## Challenge
Can you quote exactly the stretch of lines from the one with "with eyeglasses in the photo above." through the final line of the material, both ends included?

## Exercise inputs
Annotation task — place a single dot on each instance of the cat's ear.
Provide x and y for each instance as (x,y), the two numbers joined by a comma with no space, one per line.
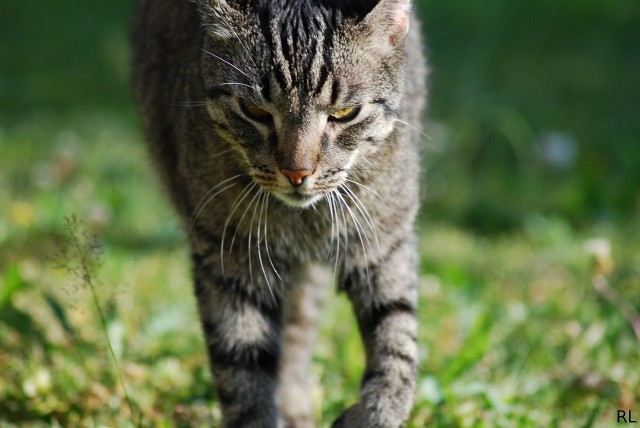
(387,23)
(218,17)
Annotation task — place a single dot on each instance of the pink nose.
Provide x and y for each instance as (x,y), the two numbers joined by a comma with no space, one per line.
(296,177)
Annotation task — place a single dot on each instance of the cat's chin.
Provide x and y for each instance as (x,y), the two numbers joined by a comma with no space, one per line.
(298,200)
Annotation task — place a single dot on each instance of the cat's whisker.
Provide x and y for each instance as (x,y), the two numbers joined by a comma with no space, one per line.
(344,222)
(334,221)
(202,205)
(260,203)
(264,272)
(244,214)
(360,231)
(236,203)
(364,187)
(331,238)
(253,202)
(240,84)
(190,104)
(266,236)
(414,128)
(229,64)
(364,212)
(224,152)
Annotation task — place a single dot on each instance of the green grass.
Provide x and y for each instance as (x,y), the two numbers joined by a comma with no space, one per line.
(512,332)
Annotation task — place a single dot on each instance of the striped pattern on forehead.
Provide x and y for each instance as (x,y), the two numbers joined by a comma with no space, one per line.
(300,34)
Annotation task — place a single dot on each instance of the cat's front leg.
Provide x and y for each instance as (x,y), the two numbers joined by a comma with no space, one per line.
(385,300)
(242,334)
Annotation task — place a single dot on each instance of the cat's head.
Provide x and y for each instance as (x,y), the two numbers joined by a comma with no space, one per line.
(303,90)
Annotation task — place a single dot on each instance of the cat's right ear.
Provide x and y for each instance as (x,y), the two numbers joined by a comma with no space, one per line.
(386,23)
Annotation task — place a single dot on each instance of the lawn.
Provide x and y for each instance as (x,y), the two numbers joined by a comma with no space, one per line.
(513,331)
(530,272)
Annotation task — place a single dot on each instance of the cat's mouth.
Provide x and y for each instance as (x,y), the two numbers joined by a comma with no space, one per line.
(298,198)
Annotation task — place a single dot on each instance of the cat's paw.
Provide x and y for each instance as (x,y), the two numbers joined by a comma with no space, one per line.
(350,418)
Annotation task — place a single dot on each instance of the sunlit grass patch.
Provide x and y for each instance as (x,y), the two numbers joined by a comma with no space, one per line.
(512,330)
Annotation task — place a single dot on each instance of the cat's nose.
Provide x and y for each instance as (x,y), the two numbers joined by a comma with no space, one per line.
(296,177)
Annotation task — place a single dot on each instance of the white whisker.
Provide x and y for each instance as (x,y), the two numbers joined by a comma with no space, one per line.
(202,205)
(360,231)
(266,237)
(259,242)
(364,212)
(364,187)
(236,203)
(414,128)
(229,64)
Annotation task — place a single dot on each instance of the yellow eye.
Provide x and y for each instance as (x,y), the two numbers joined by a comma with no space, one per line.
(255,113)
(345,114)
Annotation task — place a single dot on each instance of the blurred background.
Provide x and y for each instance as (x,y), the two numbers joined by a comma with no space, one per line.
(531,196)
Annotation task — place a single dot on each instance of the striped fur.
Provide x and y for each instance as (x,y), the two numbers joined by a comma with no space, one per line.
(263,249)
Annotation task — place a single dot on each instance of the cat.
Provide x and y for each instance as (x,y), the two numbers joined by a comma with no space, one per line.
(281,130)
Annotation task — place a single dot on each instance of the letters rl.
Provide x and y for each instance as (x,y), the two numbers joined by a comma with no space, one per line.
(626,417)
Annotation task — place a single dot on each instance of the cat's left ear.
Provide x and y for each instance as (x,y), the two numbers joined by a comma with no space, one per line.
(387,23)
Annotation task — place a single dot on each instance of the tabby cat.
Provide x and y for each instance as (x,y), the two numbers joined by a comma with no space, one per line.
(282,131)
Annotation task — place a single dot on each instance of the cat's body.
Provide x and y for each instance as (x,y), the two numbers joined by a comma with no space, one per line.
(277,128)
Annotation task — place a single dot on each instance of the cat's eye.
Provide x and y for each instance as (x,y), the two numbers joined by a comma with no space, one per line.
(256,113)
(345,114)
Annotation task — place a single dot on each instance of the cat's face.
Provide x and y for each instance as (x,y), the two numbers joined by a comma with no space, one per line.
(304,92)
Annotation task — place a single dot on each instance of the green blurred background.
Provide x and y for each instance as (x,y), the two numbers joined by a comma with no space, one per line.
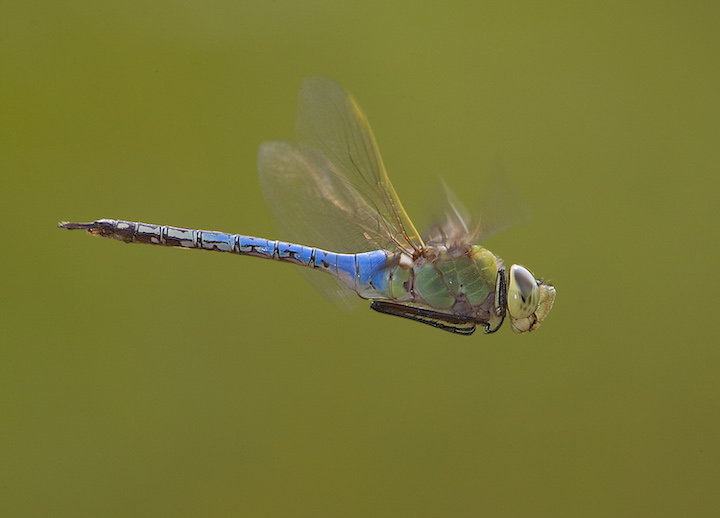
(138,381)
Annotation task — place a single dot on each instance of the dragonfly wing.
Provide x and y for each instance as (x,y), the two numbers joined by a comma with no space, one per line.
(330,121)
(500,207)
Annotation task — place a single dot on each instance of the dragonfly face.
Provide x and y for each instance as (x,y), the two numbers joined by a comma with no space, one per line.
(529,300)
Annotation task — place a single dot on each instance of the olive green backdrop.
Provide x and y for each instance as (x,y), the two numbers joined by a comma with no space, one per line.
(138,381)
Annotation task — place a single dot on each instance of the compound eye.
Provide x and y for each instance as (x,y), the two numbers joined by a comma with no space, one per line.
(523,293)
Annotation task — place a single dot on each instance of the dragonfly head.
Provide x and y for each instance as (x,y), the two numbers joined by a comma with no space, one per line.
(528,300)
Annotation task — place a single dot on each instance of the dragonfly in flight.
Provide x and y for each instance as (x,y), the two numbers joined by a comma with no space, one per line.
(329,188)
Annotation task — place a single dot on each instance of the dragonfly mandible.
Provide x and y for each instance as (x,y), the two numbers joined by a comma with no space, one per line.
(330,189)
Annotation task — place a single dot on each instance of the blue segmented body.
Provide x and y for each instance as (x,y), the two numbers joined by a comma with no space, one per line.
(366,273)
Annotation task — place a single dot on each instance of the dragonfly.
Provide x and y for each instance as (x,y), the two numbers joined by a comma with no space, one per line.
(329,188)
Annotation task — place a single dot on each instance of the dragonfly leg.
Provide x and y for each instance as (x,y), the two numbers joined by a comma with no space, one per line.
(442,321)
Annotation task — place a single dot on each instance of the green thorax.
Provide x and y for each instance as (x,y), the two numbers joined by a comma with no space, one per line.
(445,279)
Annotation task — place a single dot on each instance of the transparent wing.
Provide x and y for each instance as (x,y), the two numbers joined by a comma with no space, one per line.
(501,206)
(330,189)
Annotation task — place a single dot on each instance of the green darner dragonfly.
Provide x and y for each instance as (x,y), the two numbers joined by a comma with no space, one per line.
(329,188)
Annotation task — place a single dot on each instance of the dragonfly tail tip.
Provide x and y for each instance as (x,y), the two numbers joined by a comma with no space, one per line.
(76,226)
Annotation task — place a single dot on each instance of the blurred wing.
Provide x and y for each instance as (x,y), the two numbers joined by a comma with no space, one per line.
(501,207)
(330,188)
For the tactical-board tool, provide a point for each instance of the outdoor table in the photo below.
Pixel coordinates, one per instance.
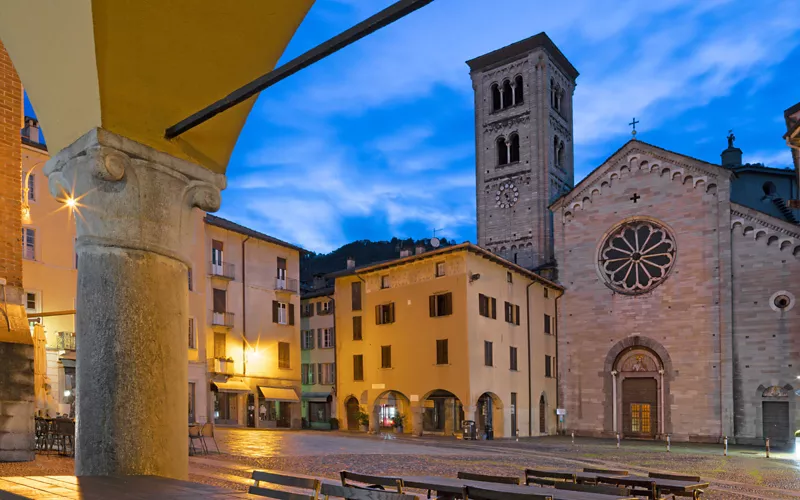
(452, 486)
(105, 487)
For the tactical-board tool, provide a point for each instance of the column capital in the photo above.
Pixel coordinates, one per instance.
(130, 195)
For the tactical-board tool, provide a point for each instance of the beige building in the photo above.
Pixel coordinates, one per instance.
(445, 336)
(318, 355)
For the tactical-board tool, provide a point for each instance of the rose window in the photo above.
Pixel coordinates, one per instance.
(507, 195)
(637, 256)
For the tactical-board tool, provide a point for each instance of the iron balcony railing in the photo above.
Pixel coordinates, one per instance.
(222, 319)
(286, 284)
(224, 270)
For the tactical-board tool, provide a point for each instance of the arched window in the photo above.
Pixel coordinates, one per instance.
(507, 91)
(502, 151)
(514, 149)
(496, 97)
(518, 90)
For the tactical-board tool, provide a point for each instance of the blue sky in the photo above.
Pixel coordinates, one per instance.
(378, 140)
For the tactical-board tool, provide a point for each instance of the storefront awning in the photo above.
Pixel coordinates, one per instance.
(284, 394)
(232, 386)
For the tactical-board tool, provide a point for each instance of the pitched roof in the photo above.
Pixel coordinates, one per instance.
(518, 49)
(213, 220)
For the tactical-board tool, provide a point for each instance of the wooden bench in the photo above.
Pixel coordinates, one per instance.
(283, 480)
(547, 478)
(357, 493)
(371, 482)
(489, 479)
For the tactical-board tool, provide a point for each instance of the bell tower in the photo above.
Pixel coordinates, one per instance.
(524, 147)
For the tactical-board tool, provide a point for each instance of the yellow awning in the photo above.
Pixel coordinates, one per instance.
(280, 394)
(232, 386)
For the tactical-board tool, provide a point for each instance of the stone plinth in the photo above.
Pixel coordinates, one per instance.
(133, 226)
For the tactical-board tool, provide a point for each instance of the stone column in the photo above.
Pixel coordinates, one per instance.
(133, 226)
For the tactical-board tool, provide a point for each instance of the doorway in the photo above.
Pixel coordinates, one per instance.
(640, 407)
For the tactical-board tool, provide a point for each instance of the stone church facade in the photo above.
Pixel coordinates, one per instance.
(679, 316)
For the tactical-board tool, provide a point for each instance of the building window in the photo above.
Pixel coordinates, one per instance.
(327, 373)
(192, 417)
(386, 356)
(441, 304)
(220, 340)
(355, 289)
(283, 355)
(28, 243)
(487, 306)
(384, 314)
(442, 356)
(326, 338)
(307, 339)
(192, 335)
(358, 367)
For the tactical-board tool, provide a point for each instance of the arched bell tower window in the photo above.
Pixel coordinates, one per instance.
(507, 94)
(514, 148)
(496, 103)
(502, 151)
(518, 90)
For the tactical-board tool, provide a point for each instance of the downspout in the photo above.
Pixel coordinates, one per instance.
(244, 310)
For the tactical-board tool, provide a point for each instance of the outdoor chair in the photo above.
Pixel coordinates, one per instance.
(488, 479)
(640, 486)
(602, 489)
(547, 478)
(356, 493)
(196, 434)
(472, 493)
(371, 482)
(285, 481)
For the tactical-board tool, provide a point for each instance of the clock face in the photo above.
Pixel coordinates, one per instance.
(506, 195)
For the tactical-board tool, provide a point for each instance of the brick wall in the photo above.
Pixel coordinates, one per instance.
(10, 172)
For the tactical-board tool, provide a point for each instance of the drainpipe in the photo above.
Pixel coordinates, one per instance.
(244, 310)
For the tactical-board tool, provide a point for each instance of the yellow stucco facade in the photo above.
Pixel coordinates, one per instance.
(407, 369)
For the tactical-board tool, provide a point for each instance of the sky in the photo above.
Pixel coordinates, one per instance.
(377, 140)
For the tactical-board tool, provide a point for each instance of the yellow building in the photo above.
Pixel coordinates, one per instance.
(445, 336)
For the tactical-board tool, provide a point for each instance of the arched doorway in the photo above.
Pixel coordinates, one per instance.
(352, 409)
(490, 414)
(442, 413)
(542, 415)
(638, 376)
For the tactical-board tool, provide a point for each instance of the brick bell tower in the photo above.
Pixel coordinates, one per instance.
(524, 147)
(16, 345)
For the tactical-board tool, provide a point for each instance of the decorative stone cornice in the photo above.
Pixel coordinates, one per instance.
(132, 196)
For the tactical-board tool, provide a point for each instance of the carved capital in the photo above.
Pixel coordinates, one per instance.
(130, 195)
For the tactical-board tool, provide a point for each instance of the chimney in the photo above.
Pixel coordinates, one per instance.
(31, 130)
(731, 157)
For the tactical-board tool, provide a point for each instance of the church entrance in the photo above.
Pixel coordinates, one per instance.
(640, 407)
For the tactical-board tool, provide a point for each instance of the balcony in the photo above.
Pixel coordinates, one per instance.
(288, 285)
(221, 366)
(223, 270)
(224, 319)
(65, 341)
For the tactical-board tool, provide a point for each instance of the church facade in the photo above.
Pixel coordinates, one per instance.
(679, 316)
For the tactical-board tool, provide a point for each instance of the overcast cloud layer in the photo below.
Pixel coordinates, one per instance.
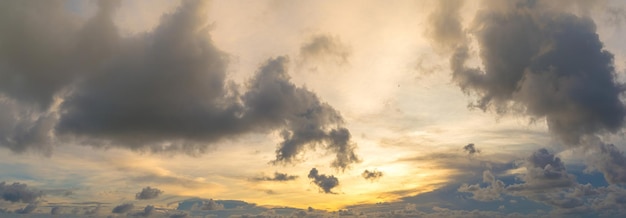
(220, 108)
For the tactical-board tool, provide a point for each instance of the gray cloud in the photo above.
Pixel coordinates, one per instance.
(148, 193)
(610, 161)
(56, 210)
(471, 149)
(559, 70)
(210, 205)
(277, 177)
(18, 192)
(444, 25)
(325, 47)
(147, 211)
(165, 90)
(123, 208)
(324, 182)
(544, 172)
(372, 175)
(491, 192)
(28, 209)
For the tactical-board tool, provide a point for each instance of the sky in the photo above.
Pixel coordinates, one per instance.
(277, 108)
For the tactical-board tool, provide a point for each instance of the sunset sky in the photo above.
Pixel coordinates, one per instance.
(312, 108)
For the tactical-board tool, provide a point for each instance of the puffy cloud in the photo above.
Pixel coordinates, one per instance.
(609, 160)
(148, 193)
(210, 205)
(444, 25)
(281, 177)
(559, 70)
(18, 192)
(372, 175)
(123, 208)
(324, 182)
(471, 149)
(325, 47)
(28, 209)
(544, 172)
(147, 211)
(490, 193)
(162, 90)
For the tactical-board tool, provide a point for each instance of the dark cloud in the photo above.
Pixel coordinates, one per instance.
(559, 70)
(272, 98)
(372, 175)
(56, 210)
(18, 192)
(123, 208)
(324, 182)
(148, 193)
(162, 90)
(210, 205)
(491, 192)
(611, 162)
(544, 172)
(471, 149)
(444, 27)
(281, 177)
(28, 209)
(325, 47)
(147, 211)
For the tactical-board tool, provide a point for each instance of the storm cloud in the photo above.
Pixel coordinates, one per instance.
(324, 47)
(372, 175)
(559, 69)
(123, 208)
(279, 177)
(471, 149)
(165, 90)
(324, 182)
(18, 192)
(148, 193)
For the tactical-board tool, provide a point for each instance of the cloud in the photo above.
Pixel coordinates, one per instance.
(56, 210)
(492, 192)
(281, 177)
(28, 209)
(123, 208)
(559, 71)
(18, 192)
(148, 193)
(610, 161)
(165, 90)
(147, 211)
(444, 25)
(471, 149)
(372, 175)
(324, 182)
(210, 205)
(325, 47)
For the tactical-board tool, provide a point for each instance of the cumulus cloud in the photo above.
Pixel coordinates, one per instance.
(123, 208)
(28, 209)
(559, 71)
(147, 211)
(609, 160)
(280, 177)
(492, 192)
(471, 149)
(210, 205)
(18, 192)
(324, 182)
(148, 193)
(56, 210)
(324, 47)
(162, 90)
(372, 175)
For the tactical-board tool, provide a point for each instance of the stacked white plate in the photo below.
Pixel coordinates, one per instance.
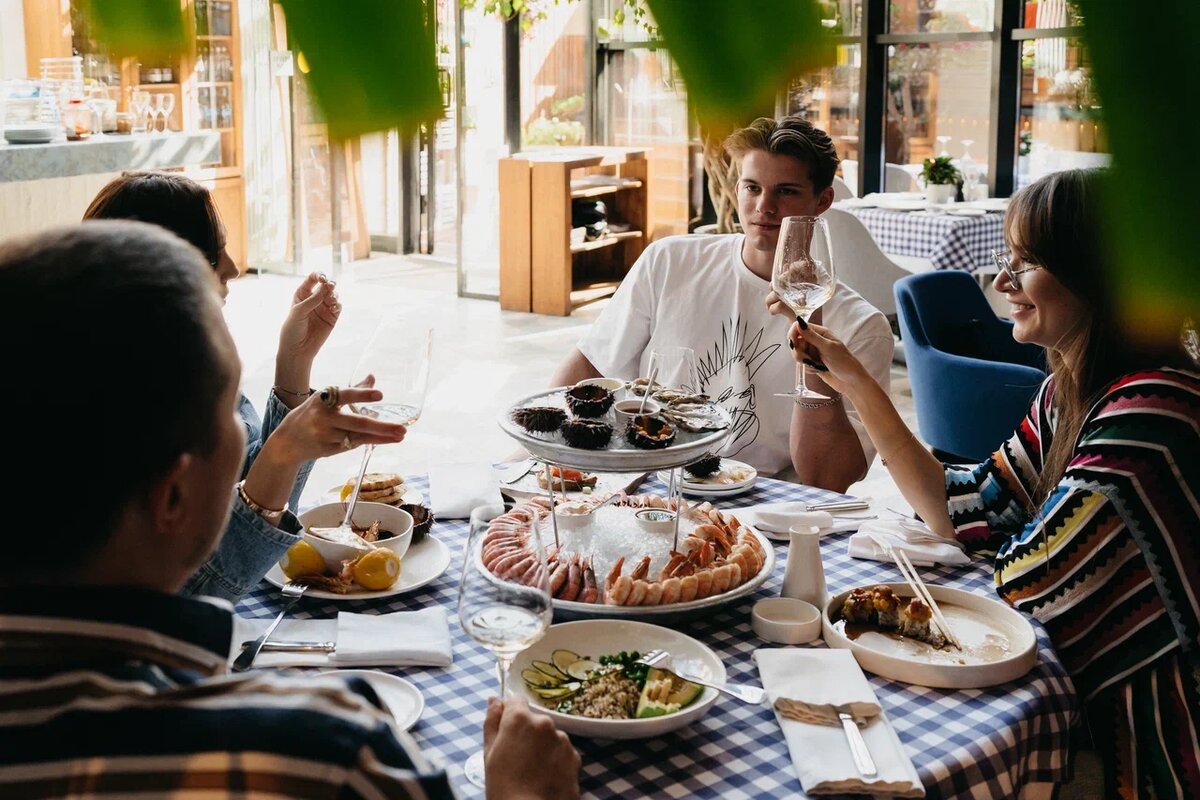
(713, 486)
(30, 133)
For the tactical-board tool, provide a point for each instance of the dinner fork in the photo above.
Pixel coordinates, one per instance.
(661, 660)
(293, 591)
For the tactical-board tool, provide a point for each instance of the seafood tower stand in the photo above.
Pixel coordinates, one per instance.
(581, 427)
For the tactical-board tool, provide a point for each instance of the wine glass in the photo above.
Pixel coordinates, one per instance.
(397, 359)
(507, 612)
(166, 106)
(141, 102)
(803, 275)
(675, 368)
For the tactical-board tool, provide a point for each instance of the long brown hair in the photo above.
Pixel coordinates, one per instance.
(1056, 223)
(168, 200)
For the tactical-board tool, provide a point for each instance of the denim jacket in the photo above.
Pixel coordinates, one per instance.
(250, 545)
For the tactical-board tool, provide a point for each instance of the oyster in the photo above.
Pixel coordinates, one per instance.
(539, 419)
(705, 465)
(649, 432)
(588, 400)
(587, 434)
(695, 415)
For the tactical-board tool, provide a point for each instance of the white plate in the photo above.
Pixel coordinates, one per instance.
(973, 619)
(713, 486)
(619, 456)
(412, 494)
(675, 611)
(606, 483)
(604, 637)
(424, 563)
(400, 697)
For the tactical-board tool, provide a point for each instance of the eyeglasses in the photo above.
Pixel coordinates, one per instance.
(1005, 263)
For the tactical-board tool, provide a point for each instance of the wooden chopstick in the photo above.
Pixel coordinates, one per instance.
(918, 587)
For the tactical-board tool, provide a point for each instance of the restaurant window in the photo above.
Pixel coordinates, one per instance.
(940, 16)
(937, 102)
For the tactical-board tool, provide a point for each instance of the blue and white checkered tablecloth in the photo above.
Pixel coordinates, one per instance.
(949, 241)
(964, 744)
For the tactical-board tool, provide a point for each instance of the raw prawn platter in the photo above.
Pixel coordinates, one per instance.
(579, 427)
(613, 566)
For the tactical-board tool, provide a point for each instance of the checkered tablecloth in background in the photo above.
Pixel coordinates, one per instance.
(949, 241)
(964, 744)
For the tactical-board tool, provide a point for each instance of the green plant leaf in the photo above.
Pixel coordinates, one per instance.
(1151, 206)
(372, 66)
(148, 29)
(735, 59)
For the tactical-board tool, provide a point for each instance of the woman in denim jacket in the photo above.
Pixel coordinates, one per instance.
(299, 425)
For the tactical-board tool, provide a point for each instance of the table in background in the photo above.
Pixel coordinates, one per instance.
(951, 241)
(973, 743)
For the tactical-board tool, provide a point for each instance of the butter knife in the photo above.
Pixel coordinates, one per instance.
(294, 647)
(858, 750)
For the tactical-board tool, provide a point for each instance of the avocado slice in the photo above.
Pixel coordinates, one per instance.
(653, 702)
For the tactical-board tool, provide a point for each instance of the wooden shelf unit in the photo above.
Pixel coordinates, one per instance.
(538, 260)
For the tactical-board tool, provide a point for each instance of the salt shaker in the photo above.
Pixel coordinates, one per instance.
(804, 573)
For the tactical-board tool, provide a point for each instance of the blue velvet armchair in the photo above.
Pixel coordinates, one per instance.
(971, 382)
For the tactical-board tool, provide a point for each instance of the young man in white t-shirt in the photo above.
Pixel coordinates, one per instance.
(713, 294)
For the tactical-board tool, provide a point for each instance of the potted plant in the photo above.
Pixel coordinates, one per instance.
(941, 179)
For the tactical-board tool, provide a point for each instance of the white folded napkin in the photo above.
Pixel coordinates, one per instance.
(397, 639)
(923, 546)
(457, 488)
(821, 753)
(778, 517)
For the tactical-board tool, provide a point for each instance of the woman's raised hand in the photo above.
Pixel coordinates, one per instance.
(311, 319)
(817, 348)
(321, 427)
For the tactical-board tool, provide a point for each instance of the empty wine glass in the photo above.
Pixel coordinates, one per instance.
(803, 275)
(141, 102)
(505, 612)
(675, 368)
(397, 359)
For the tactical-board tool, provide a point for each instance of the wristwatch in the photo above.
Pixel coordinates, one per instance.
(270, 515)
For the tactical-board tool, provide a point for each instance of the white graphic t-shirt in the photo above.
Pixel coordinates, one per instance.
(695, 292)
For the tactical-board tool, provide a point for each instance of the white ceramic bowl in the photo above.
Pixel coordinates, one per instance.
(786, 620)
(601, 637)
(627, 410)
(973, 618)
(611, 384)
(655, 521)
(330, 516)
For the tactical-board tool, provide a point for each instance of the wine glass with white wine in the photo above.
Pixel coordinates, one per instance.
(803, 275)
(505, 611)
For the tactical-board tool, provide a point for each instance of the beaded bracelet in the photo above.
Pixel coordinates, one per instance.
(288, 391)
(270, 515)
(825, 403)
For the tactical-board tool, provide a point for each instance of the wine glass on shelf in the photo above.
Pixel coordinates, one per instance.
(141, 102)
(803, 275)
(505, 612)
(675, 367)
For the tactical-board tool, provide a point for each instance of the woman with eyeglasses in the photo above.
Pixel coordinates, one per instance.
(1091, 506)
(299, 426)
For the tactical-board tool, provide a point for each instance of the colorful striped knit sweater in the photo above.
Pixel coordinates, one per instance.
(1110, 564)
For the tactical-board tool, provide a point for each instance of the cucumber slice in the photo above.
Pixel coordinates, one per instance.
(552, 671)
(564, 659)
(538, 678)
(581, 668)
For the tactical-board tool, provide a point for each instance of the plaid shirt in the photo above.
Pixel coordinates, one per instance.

## Expected output
For the tactical-board tool, provide a point for each instance of the woman with eyeglasses in the photo above.
Pixel coordinates, one per instance.
(1091, 506)
(299, 426)
For the tactical-board tool, provide a point for each instance of the colorful striped knit sweater in the photo above.
Pixel coordinates, one per instance.
(1110, 564)
For the tactical-board tool, provide a point for each instance of the cucumber slice in the photo above.
Pixel coordinates, one per instance.
(552, 671)
(564, 659)
(538, 678)
(581, 668)
For the tactical-board tool, provide a point for each instance of the plaid shirt in the photo above.
Pixel coordinates, one per instance.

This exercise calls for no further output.